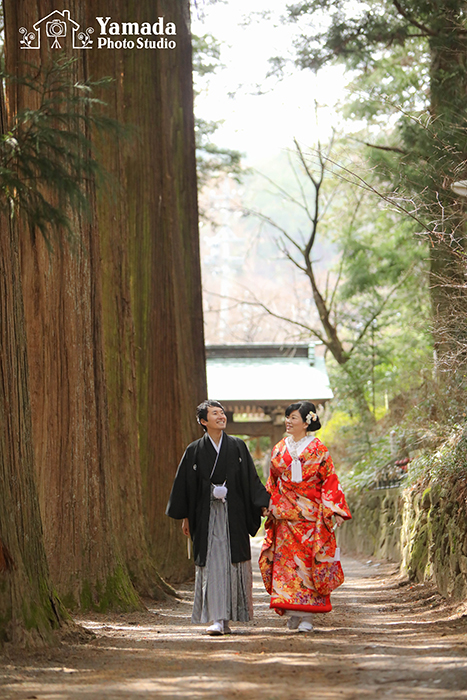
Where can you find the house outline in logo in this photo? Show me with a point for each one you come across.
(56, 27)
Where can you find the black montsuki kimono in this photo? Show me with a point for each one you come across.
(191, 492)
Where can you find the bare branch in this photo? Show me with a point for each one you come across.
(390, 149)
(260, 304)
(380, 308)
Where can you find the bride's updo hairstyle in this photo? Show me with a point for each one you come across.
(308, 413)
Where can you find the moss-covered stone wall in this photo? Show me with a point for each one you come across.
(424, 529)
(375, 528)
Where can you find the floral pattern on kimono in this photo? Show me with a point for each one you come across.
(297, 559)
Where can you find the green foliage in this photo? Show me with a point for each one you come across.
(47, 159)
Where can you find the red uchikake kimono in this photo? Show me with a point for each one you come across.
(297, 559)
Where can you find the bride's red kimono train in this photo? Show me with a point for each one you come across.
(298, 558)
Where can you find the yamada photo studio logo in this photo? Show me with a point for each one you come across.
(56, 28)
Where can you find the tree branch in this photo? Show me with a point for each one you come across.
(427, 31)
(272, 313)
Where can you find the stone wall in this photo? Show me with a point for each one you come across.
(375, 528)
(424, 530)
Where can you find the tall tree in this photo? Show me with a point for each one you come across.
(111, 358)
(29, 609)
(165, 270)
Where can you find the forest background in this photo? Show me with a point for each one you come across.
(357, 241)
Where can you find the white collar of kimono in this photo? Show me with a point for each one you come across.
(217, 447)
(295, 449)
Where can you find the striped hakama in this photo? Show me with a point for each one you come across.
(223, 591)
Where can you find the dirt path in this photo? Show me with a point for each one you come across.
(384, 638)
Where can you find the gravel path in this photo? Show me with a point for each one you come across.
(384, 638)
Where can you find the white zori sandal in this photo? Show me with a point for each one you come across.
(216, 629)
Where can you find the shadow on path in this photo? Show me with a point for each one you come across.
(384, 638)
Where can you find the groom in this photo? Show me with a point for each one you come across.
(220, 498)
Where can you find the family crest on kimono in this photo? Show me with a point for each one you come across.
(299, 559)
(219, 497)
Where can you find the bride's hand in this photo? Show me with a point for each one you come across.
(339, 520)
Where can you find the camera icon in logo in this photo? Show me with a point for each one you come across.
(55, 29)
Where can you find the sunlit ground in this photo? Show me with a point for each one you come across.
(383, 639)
******
- To be done
Reproduce verbatim the lines of the data above, beginning with the line that contains "Where can you find the white collar" and continuing through the final line of the data, both included.

- Solution for this problem
Where can you find the white collar of kimono in this photo? Show me with a point for each one you come across.
(217, 447)
(295, 449)
Where can you find the striped hakama in this photo? Show me with a point for each one you come across.
(223, 591)
Where can you find the dirt path in this photo? Show me with a point for each one you come across.
(384, 638)
Where can you find the gravel path in this photo? Show me with a point for each one you come across.
(384, 638)
Where can you find the white zori sandal in this photo? Show me with a point for each one you come across.
(216, 629)
Where can you find the shadow on path in this photo? Show me with a point for each one you come across.
(384, 638)
Where can you find the groom in this photo? Show me with a point for each one you come across.
(220, 498)
Where can you find the family crest on kimono in this photo? Show me with a point for each one you come across.
(299, 559)
(219, 497)
Where can you find the bride's hand in this photo? Show me with a point for each one you come across.
(339, 520)
Where can you find the camera icon in logo in this photo? Show me with a point for each one you come across.
(55, 29)
Where can you find the sunlit ground in this photo? Show me with a point for each one you come across.
(383, 639)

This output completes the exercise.